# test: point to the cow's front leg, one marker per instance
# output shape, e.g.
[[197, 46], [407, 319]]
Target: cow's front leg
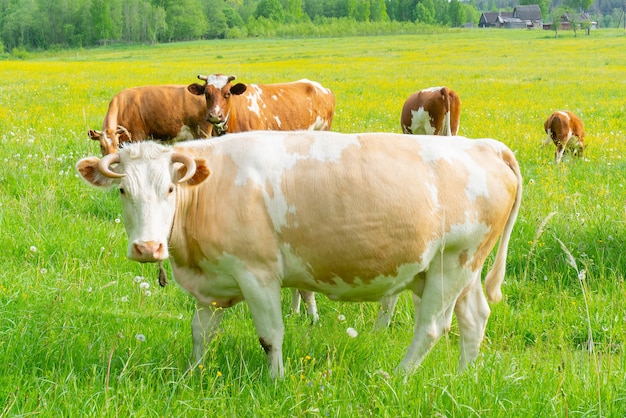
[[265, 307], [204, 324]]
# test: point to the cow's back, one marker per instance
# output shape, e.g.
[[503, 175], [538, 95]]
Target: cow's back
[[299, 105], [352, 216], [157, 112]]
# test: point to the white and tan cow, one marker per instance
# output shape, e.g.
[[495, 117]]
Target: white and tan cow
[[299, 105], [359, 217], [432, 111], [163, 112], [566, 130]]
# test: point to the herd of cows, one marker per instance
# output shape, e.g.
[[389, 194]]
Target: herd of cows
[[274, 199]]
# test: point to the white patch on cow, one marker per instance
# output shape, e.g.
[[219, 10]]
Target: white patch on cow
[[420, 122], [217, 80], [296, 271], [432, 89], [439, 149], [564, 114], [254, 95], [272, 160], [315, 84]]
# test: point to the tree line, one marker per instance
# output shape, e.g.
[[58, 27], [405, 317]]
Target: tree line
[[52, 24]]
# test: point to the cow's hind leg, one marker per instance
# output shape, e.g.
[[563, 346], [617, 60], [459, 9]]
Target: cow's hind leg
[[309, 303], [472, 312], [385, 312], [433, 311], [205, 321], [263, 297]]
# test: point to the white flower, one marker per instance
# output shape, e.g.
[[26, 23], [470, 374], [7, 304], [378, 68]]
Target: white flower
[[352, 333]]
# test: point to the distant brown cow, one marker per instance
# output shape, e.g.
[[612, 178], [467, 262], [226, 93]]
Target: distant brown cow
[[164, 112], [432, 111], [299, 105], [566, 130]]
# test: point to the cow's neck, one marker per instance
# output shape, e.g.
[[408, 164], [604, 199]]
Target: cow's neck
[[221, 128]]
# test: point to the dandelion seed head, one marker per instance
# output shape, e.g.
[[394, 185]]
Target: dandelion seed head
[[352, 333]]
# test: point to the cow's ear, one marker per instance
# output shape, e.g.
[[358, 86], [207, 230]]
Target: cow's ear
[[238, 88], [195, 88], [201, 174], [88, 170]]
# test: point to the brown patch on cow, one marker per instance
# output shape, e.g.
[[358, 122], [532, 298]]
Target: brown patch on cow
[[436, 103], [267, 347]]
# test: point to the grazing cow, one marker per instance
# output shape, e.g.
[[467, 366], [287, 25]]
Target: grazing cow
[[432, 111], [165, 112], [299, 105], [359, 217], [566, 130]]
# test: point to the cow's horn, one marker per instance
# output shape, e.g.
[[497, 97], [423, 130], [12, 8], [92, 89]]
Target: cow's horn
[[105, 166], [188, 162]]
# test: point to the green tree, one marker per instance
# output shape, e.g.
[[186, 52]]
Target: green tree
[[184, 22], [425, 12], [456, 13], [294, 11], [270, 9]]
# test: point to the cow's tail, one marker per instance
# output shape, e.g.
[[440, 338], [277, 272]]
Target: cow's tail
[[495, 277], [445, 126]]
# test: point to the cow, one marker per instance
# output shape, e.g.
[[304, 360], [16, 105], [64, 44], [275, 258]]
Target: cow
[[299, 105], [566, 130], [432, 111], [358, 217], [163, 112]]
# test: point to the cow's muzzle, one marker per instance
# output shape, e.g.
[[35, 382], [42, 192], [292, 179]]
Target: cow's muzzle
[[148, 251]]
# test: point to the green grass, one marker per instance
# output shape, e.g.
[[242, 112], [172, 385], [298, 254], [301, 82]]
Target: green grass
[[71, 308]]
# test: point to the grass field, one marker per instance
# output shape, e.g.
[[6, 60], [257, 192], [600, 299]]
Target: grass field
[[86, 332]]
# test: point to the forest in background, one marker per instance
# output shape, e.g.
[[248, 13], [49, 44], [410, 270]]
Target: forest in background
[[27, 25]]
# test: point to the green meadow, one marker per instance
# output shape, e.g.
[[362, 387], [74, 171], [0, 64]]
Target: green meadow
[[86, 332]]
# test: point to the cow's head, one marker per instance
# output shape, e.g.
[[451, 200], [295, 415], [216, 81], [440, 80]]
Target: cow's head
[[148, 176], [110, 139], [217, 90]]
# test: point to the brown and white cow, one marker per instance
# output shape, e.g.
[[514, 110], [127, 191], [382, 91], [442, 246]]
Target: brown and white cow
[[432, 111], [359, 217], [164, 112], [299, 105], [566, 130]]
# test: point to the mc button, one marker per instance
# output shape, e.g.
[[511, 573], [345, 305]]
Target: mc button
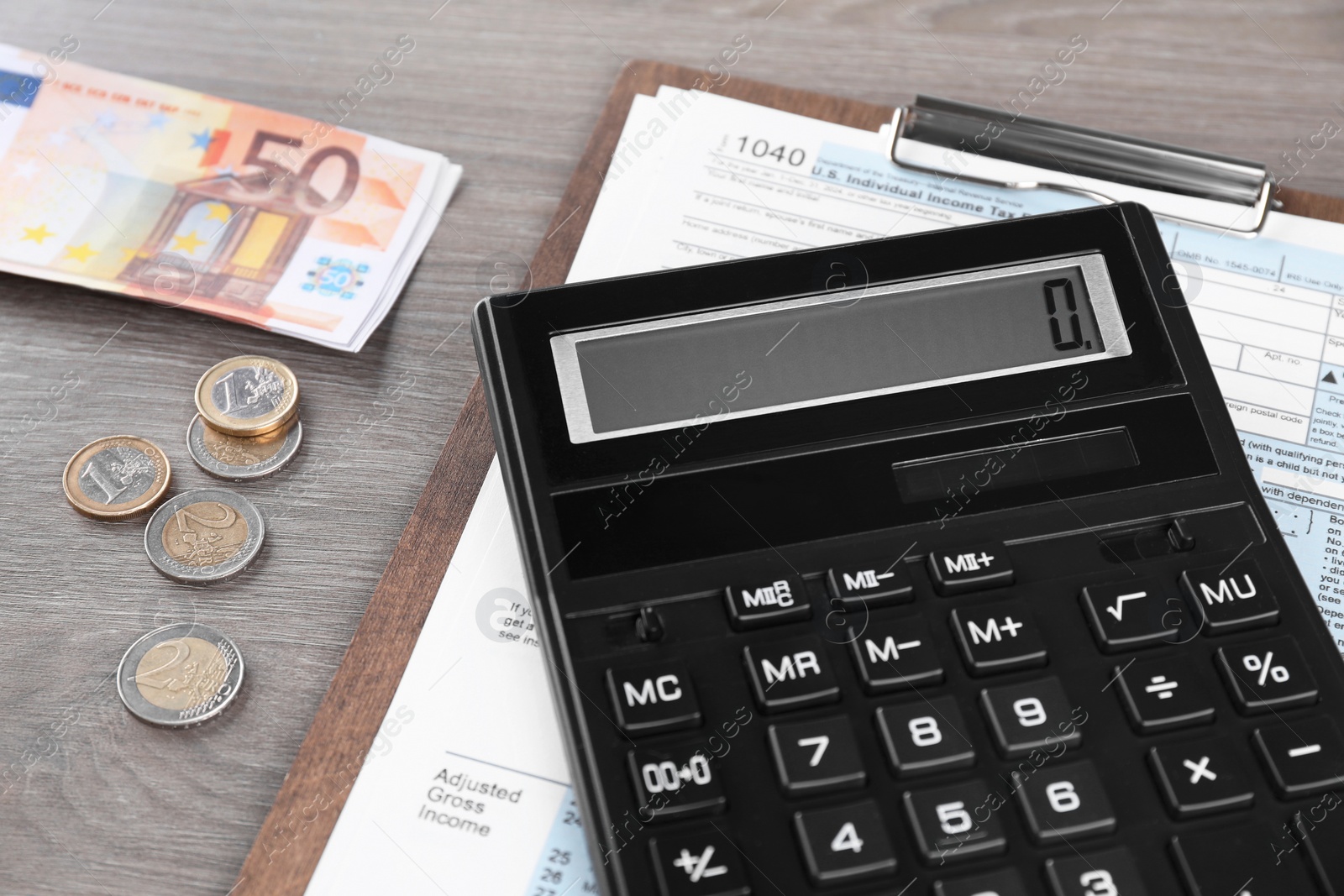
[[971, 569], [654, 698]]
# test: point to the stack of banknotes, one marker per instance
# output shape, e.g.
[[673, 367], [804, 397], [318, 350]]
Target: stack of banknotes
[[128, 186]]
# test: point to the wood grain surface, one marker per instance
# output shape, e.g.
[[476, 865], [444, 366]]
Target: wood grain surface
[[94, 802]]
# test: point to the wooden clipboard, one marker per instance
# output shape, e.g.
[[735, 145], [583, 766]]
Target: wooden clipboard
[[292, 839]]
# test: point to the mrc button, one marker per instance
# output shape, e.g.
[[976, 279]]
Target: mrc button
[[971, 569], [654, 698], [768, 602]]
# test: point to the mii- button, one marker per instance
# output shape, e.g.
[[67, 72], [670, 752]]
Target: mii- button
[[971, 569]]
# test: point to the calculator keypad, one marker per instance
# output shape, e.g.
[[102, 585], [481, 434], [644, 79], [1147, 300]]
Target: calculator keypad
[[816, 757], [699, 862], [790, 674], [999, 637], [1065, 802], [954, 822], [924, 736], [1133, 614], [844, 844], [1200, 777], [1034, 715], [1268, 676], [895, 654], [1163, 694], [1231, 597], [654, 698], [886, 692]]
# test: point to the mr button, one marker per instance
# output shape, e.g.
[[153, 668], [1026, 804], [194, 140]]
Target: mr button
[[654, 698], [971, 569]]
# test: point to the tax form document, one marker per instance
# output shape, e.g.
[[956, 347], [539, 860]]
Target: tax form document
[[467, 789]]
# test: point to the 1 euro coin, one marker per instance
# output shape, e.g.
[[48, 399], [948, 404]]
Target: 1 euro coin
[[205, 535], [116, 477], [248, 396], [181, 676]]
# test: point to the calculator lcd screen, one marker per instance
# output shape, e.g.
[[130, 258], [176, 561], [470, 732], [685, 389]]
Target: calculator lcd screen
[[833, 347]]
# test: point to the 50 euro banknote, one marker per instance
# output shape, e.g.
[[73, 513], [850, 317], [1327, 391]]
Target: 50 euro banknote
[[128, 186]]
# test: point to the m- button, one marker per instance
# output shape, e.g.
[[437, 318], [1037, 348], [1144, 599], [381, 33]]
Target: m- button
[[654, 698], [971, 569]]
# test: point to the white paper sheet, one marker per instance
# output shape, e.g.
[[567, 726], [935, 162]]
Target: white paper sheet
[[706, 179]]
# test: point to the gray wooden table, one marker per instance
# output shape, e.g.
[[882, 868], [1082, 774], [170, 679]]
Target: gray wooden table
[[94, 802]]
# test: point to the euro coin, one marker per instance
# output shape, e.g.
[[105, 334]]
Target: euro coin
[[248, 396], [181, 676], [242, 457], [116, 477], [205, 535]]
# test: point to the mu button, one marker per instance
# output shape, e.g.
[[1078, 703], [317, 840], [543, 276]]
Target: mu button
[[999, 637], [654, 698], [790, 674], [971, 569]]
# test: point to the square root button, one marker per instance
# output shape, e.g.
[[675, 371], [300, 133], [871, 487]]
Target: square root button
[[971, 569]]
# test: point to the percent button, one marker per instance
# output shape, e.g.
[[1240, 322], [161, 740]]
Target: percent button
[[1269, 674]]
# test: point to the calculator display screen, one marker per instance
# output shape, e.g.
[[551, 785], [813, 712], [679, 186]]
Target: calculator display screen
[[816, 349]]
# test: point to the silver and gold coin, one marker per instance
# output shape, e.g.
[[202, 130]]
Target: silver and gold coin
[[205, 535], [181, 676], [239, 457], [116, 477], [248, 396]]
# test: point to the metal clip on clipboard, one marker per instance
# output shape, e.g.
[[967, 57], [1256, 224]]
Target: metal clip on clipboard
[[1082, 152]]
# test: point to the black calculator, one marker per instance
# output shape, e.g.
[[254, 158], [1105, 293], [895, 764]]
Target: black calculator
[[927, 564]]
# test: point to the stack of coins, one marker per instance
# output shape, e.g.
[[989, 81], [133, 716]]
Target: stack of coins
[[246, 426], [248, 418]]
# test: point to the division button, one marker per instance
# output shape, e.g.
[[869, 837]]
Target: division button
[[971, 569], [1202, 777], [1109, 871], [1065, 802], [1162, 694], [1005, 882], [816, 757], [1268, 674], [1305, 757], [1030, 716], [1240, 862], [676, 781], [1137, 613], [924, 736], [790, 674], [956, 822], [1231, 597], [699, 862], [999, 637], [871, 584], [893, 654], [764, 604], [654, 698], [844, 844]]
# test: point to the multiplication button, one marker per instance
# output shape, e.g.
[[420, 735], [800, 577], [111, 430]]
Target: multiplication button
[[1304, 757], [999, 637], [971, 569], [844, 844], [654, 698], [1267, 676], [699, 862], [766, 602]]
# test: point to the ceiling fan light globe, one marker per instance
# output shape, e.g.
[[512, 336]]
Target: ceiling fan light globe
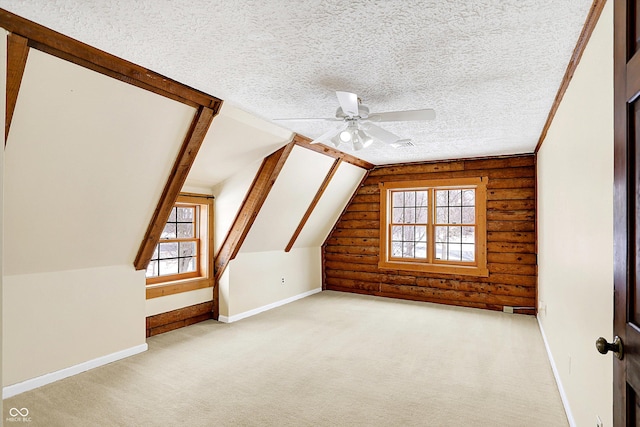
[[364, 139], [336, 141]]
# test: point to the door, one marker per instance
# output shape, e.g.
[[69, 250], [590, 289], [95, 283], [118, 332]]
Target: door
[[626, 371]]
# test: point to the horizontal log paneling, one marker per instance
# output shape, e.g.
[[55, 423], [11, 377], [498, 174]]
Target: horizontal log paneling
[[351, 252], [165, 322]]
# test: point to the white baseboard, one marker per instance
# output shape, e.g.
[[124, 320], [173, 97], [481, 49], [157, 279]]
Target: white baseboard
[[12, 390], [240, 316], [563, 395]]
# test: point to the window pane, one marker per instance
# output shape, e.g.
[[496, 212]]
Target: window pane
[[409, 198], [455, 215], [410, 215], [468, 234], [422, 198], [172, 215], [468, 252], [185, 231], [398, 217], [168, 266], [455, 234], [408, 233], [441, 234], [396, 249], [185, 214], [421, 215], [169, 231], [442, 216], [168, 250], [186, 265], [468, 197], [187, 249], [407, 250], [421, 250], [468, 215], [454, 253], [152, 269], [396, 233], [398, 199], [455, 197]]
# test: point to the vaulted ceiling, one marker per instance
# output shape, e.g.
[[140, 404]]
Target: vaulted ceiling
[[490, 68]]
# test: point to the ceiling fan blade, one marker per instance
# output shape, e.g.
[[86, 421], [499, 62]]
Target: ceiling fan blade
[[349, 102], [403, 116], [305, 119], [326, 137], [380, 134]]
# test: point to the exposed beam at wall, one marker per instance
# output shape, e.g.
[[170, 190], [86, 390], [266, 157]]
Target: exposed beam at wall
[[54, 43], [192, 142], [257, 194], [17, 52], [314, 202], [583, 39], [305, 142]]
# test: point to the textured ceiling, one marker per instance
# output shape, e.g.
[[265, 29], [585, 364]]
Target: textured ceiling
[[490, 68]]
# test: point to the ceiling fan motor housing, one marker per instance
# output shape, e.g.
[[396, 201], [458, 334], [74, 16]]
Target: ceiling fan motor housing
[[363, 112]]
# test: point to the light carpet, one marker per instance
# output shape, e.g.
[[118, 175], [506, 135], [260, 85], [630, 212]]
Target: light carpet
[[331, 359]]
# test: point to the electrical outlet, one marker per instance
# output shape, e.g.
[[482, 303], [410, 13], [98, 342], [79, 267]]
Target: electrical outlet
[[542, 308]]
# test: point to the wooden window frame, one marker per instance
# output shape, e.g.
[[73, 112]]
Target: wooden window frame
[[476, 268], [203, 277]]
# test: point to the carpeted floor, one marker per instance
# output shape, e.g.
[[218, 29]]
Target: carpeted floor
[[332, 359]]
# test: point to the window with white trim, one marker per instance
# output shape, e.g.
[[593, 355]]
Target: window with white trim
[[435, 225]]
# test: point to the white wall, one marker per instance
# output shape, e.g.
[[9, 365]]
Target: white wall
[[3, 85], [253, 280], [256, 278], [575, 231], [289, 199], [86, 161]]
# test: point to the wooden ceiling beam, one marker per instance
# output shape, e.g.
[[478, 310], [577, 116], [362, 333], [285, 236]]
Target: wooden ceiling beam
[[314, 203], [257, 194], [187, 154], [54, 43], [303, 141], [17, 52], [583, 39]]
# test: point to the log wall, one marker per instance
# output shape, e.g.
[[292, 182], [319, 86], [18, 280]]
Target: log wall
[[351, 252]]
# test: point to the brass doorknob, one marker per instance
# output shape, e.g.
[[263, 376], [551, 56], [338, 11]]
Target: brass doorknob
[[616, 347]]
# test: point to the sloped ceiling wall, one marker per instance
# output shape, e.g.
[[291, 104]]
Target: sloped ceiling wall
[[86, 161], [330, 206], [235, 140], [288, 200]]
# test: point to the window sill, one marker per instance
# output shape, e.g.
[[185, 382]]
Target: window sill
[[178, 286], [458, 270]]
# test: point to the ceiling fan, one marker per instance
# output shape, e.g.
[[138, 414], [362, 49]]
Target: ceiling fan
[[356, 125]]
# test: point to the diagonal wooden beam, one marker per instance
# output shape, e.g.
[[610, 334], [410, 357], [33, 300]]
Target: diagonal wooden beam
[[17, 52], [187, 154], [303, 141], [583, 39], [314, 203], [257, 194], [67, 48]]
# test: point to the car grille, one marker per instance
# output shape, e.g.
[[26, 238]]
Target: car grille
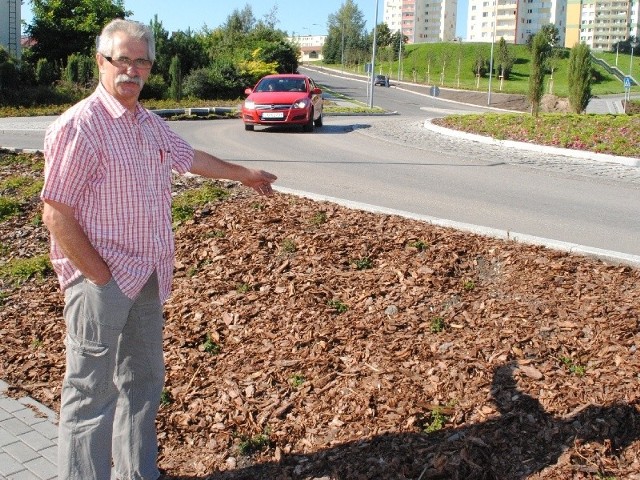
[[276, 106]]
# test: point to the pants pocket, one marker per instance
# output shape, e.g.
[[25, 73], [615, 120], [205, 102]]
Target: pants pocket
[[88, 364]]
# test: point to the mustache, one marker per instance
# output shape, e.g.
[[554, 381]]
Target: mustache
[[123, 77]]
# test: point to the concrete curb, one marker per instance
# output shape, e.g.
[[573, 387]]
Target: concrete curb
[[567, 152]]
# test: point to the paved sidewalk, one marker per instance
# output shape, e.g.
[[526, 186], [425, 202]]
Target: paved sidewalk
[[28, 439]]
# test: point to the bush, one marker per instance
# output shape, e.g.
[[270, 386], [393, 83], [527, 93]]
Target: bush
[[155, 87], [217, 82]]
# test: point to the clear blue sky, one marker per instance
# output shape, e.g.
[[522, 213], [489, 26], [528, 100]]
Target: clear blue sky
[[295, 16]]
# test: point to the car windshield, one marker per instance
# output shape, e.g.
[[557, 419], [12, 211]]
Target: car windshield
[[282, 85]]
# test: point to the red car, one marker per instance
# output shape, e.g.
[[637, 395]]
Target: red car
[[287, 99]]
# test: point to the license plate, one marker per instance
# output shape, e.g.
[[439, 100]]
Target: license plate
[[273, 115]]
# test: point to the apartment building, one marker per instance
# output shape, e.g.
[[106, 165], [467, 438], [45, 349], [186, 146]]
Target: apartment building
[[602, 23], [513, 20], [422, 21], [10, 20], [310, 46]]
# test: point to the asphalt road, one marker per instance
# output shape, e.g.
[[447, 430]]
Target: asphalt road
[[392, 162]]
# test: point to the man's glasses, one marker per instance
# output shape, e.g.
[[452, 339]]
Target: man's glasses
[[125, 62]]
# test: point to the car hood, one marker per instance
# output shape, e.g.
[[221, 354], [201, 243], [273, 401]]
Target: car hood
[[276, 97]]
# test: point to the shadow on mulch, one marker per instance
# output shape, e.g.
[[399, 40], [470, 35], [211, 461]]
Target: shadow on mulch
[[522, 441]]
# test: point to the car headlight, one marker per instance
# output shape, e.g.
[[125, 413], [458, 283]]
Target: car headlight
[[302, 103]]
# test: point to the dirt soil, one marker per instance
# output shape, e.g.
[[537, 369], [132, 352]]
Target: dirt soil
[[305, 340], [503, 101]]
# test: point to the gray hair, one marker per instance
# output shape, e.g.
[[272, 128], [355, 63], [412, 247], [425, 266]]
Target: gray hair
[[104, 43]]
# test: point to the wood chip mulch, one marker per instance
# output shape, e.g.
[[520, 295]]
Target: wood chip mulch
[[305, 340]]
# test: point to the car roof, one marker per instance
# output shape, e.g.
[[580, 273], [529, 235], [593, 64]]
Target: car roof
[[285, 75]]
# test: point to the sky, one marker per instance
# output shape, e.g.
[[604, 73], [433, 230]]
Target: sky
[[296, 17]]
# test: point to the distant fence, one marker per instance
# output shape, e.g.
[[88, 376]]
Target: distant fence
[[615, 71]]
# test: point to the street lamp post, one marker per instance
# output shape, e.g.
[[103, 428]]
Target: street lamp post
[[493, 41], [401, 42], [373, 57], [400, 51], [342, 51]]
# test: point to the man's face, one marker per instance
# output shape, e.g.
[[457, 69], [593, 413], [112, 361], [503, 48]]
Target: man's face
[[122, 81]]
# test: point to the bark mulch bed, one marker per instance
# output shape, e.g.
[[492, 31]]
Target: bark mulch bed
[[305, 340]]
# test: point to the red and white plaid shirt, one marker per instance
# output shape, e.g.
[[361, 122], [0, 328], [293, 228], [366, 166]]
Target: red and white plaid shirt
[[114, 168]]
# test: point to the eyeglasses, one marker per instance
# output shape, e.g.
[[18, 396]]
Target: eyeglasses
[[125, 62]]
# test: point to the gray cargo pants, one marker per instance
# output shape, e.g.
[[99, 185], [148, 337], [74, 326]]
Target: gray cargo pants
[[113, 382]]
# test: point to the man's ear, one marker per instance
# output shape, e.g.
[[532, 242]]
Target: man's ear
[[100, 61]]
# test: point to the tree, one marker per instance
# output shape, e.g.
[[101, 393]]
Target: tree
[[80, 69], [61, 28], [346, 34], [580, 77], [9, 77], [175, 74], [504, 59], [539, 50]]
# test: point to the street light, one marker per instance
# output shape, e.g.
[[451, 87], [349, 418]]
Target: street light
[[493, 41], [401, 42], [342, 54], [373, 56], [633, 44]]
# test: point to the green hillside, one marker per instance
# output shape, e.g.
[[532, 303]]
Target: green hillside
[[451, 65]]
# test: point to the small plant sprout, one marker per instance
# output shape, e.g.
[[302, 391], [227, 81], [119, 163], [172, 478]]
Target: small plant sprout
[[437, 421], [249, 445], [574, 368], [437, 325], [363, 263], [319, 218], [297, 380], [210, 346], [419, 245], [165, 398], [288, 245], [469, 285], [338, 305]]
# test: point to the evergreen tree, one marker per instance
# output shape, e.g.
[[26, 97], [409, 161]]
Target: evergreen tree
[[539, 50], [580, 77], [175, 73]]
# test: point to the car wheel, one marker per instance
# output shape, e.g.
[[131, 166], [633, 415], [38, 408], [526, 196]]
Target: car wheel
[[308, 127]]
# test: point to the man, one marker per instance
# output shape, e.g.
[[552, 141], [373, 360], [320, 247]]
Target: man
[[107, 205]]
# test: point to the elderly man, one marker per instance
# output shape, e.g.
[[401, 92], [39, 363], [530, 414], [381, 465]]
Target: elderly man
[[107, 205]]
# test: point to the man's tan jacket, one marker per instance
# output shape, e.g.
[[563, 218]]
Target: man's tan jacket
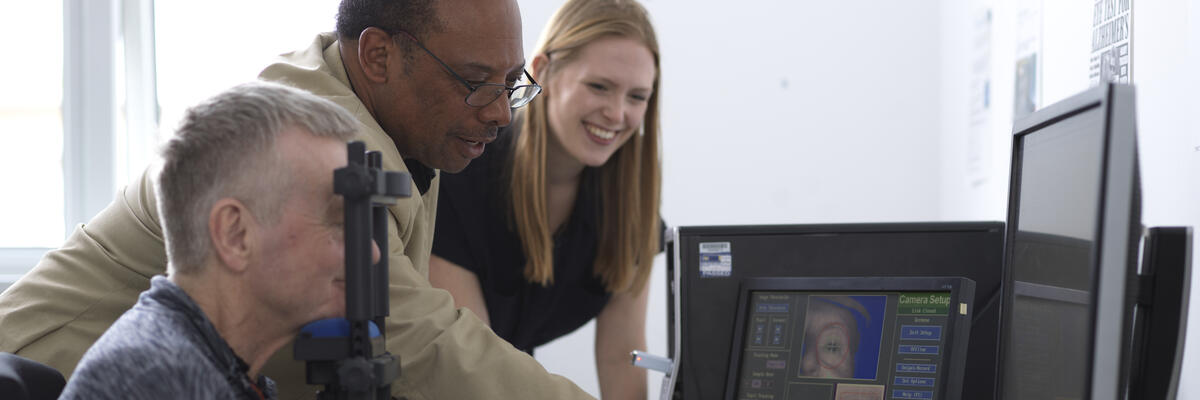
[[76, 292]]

WHAT IS REQUIRED: Render everything in the listing above from the line containing "# test: point to the cow's horn, one" down to the line containing "[[432, 111], [359, 217], [164, 112], [299, 105], [566, 130]]", both included, as a Markdown table with columns named Row and Entry. Skip blank lines, number each remaining line in Row, and put the line itself in Entry.

ANSWER TO THE TASK:
| Row | Entry |
|---|---|
| 1 | # test: point to the cow's horn, one marker per instance |
| 2 | # output shape, e.g. |
| 3 | [[497, 97], [423, 130], [12, 8], [92, 89]] |
| 4 | Target: cow's horn |
| 5 | [[105, 166], [188, 162]] |
| 6 | # test: point to the green tree, one marker per instance |
| 7 | # output shape, e.g. |
| 8 | [[186, 52]] |
| 9 | Target: green tree |
| 10 | [[184, 22], [425, 12], [456, 13], [294, 11], [270, 9]] |
| 11 | # test: point to the cow's tail, one marker per instance |
| 12 | # output shape, e.g. |
| 13 | [[440, 338], [277, 272]] |
| 14 | Target: cow's tail |
| 15 | [[495, 277], [445, 126]] |
| 16 | # test: point to the cow, one marker per instance |
| 17 | # output shape, e.g. |
| 18 | [[304, 360], [16, 105], [64, 44], [275, 258]] |
| 19 | Target: cow |
| 20 | [[299, 105], [566, 130], [432, 111], [358, 217], [163, 112]] |
| 21 | # test: point to the cow's muzzle, one marker per instance |
| 22 | # output shape, e.g. |
| 23 | [[35, 382], [42, 192], [292, 179]] |
| 24 | Target: cow's muzzle |
| 25 | [[148, 251]] |
| 26 | # test: point to the green grass, one marker per instance |
| 27 | # output shape, e.g. |
| 28 | [[242, 112], [172, 385], [298, 254], [301, 82]] |
| 29 | Target: green grass |
| 30 | [[71, 308]] |
| 31 | # test: point to the grass field, one marker per instance |
| 32 | # output shape, e.g. |
| 33 | [[6, 60], [257, 192], [600, 299]] |
| 34 | Target: grass field |
| 35 | [[86, 332]] |
| 36 | # test: point to the forest in background, one marker per instance |
| 37 | # output shape, e.g. |
| 38 | [[248, 13], [49, 44], [410, 270]] |
| 39 | Target: forest in background |
| 40 | [[27, 25]] |
| 41 | # test: point to the green meadow, one marker per instance |
| 42 | # output shape, e.g. |
| 43 | [[362, 387], [74, 171], [0, 64]] |
| 44 | Target: green meadow |
| 45 | [[86, 332]] |
| 46 | # test: point to the cow's head, one marker per instance |
| 47 | # output shape, e.g. |
| 48 | [[451, 200], [295, 415], [216, 81], [440, 80]] |
| 49 | Target: cow's head |
| 50 | [[148, 176], [110, 139], [217, 90]] |
| 51 | # test: point to the brown and white cow, one marker per instance |
| 52 | # output shape, e.g. |
| 53 | [[514, 110], [127, 191], [382, 91], [442, 246]] |
| 54 | Target: brown and white cow |
| 55 | [[432, 111], [359, 217], [164, 112], [299, 105], [566, 130]] |